Required task 1
According to the fiscal 2006 revenue comparison, why did net revenue in North and Latin America grow? Answer in one to three sentences.
Required task 2
Extend the fiscal 2006 revenue comparison past its final sentence.

Passage given
———

Fiscal Year Ended June 30, 2006 Compared to Fiscal Year Ended June 30, 2005

Net Revenues. Net revenue increased for the year ended June 30, 2006 to $607.0 million from
$425.5 million for the year ended June 30, 2005, an increase of $181.5 million or 43%. The increase
in net revenue was attributable to an increase in unit sales of our flow generators, masks and
accessories and incremental sales contributed from acquisitions. Sales were negatively impacted by
the appreciation of international currencies against the U.S. dollar (decreasing sales by approximately
$11.3 million).

Excluding the impact of acquisitions and unfavorable foreign currency movements sales for the year
ended June 30, 2006 increased by 32% compared to the year ended June 30, 2005. Net revenue in
North and Latin America increased for the year ended June 30, 2006 to $321.0 million from $218.1
million for the year ended June 30, 2005, an increase of $102.9 million or 47%. This growth has been
generated by increased public and physician awareness of sleep-disordered breathing together with
our continued investment in our sales force and marketing initiatives. Recent product releases, in
particular our Mirage Swift mask and S8 flow generator platform, have also contributed strongly to
our sales growth.

———

Source material
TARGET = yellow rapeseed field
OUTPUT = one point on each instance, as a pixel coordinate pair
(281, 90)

———

Exercise response 1
Net revenue in North and Latin America grew because public and physician awareness of sleep-disordered breathing increased and the company kept investing in its sales force and marketing initiatives. Recent product releases also contributed strongly, in particular the Mirage Swift mask and the S8 flow generator platform.

Exercise response 2
Net revenue in markets outside the Americas increased for the year ended June 30, 2006 to $286.0
million from $207.4 million for the years ended June 30, 2006 and 2005 respectively, an increase of
38%. International sales growth for the year ended June 30, 2006 reflects organic growth in the
overall sleep-disordered breathing market and the recent acquisitions of Resprecare, Hoefner, Saime,
PolarMed and Pulmomed. These acquisitions contributed incremental revenue of $52.7 million for the
year ended June 30, 2006. Excluding the impact of acquisitions and unfavourable foreign currency
movements, international sales for the year ended June 30, 2006 grew by 17% compared to the year
ended June 30, 2005.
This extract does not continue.